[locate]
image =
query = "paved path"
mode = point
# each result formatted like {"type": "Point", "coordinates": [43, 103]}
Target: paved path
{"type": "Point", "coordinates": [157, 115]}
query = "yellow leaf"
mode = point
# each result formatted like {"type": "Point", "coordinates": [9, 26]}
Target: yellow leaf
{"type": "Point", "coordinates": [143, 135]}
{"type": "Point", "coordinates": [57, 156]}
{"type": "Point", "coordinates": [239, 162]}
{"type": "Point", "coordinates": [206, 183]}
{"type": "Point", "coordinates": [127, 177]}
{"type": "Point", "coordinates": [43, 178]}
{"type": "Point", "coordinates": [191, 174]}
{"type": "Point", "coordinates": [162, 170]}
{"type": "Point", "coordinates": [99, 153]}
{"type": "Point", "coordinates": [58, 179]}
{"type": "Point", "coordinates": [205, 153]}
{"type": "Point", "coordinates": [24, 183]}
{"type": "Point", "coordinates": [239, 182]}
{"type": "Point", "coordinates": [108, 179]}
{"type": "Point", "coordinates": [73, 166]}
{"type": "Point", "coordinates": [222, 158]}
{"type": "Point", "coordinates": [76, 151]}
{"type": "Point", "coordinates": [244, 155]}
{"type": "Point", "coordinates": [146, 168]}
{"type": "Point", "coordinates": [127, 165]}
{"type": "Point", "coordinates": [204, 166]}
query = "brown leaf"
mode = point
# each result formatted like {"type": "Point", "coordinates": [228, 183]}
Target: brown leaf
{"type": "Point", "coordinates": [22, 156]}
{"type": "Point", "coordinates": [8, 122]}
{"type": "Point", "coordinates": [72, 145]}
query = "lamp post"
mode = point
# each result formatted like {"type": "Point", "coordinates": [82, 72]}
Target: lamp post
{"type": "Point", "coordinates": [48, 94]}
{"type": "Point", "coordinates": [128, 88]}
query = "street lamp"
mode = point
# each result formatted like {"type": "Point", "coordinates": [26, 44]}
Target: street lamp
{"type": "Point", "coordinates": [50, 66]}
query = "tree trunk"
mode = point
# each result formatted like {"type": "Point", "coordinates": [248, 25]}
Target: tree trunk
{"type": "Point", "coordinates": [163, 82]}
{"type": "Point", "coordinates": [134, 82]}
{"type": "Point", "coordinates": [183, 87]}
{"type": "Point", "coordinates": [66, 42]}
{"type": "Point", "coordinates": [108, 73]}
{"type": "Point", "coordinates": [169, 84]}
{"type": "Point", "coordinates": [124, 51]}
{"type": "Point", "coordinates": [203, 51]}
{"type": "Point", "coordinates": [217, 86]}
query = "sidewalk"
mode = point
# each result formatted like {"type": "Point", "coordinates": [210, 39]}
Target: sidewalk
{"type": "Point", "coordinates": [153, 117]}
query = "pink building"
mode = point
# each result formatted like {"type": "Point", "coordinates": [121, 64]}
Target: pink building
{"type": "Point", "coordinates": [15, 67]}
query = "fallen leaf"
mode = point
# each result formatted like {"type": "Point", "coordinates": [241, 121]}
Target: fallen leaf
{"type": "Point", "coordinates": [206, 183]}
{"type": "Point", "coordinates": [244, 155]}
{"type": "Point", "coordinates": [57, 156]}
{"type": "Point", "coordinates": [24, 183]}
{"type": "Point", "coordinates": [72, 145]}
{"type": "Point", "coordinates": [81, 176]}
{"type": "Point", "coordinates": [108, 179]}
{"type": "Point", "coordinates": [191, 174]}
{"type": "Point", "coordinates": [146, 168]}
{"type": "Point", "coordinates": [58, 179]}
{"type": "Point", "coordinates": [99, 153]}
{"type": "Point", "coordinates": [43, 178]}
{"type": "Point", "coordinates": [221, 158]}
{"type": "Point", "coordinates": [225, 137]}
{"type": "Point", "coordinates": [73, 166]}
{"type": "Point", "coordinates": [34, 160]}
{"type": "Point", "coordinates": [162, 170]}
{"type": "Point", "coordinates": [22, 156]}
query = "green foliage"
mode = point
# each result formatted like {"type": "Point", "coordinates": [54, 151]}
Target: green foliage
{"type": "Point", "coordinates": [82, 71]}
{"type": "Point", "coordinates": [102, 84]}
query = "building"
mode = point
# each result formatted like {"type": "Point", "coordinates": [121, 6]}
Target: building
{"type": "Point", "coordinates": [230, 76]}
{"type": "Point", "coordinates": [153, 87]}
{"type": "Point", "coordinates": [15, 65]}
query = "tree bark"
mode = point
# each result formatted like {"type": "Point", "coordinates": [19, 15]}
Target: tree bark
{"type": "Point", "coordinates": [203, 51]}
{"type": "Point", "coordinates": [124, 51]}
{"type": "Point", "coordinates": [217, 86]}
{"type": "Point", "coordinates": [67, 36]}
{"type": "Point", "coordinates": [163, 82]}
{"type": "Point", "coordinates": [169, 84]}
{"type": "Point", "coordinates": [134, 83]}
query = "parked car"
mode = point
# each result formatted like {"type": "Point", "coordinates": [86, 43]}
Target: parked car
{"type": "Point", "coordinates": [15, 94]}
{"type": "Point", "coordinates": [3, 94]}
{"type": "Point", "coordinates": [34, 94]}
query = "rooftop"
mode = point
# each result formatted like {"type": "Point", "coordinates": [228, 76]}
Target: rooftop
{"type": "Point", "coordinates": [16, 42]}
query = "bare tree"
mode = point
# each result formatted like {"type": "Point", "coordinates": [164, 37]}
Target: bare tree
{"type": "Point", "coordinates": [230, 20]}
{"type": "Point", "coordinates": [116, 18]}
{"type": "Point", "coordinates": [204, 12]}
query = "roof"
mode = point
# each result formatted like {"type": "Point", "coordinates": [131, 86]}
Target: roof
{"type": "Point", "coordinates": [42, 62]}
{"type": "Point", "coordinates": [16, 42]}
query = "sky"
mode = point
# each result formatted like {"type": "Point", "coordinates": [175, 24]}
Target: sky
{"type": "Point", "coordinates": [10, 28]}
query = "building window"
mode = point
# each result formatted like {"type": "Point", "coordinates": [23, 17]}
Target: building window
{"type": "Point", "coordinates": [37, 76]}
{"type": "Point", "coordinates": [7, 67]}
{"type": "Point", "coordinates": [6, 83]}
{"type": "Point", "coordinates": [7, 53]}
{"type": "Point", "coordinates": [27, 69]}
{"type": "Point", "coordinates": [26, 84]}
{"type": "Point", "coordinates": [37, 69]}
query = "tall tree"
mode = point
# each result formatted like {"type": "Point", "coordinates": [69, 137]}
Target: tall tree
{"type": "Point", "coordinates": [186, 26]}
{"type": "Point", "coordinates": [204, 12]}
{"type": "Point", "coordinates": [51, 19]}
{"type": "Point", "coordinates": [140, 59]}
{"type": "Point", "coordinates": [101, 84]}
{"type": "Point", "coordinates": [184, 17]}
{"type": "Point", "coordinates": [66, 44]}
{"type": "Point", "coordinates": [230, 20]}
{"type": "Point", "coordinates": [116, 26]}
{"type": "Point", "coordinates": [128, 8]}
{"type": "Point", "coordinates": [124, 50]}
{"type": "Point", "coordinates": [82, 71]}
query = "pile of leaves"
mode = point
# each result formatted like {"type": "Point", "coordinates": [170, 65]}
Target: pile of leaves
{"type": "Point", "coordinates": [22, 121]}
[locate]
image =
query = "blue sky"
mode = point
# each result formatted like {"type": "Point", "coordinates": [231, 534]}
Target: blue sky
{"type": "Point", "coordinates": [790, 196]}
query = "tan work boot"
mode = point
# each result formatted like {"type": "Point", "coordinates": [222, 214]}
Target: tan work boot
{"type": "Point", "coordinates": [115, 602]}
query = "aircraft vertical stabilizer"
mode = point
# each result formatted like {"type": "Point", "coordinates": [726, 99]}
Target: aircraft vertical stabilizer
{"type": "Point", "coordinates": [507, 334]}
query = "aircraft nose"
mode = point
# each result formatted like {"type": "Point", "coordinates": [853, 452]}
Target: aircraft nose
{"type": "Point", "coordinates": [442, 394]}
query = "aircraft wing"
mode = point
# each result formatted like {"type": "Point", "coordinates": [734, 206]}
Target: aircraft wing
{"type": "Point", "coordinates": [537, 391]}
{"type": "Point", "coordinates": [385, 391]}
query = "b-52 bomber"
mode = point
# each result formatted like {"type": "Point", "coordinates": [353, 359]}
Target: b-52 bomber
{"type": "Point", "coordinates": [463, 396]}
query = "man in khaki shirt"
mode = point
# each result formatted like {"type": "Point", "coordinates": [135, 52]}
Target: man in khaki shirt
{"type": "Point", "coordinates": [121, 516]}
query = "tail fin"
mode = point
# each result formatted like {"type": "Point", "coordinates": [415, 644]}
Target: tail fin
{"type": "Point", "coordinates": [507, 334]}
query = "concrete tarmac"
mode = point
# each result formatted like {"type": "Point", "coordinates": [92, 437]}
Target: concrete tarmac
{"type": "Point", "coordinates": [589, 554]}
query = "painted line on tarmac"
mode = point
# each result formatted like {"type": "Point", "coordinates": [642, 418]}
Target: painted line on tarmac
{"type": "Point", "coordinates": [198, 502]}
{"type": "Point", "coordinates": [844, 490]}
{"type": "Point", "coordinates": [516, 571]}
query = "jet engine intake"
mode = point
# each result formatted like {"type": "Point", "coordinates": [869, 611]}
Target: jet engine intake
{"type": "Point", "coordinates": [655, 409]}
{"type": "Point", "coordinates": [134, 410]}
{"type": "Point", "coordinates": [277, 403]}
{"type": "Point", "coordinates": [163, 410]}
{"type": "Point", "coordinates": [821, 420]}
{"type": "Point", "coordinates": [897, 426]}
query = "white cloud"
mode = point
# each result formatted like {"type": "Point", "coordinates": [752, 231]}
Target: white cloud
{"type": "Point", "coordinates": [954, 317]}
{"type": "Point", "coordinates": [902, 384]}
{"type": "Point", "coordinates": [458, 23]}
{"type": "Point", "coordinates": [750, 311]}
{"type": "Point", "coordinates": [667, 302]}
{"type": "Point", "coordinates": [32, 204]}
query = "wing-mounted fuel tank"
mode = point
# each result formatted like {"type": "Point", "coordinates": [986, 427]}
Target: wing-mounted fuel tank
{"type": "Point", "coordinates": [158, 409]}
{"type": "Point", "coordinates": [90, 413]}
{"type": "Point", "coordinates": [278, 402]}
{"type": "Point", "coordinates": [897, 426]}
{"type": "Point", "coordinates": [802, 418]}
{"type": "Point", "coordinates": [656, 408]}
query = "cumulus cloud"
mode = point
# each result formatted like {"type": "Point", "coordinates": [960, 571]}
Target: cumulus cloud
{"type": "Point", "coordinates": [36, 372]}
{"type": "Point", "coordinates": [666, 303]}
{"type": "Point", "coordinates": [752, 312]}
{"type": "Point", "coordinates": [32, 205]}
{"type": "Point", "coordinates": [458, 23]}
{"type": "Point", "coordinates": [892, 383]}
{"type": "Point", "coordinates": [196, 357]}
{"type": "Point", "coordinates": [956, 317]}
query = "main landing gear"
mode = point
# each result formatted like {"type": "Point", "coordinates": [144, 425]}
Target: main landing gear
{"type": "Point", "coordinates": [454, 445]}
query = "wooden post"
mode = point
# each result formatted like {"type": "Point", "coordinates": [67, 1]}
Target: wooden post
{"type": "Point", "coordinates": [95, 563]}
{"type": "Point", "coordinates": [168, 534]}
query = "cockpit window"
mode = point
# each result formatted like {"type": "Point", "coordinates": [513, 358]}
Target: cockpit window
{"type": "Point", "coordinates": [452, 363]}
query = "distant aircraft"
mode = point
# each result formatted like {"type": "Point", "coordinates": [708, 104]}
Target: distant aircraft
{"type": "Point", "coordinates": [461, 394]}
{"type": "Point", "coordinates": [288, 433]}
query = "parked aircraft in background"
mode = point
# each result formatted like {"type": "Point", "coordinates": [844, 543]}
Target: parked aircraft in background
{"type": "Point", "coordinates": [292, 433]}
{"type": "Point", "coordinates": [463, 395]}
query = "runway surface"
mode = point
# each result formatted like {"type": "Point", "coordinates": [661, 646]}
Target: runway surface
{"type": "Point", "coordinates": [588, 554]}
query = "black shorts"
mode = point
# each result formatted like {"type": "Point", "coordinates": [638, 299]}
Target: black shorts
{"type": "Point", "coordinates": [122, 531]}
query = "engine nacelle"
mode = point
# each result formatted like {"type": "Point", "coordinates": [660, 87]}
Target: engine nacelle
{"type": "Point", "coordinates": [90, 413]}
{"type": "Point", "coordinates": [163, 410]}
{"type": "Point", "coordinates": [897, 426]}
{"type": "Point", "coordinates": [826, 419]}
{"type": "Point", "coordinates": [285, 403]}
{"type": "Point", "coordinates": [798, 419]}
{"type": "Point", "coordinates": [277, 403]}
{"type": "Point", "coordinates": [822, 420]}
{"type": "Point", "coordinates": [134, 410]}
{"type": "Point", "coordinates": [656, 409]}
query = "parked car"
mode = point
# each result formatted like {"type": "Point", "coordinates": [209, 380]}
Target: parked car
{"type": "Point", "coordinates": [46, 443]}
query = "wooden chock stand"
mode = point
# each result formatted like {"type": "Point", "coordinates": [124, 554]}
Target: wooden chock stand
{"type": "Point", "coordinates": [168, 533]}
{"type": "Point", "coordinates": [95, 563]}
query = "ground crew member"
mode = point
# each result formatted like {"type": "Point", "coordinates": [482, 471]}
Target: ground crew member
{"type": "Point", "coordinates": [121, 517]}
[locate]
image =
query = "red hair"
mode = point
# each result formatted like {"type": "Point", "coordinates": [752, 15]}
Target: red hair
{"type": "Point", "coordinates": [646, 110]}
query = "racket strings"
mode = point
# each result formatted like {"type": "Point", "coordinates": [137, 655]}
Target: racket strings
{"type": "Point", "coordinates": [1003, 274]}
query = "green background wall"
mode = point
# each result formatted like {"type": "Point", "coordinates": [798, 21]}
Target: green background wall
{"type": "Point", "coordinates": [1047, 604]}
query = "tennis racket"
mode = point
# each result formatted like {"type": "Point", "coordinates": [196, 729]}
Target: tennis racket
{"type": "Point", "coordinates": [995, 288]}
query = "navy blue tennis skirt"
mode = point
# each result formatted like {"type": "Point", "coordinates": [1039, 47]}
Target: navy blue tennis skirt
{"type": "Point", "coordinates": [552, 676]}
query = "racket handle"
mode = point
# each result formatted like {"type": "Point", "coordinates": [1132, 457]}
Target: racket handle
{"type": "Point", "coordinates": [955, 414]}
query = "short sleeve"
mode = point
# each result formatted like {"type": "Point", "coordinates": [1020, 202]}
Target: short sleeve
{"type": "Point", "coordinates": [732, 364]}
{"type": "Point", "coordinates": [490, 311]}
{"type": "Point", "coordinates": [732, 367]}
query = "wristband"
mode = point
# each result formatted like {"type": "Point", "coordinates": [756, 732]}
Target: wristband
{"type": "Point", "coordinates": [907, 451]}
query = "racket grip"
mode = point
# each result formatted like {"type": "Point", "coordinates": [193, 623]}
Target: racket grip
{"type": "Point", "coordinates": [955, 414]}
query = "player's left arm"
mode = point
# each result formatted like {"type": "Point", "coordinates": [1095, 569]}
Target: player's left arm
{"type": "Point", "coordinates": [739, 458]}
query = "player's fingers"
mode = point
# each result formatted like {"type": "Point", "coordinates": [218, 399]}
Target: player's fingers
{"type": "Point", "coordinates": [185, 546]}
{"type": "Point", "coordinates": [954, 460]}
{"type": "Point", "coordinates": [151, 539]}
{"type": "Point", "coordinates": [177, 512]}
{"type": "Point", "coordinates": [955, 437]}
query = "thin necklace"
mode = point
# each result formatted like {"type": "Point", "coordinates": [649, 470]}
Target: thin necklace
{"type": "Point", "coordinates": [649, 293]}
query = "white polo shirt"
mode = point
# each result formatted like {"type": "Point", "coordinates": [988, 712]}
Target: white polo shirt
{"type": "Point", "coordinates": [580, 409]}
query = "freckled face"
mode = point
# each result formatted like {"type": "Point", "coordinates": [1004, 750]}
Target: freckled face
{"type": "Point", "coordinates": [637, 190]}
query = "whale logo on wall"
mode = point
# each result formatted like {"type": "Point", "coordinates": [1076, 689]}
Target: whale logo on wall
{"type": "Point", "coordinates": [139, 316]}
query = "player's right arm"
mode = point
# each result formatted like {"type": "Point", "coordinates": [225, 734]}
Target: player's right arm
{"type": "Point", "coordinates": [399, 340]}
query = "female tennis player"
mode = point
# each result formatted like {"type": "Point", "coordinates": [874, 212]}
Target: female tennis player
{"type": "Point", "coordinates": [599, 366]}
──────
* **Exercise**
Extract every line above that contains the word "intake", matching case exactly.

* **Correct answer**
query = "jet engine intake"
Target: jet engine intake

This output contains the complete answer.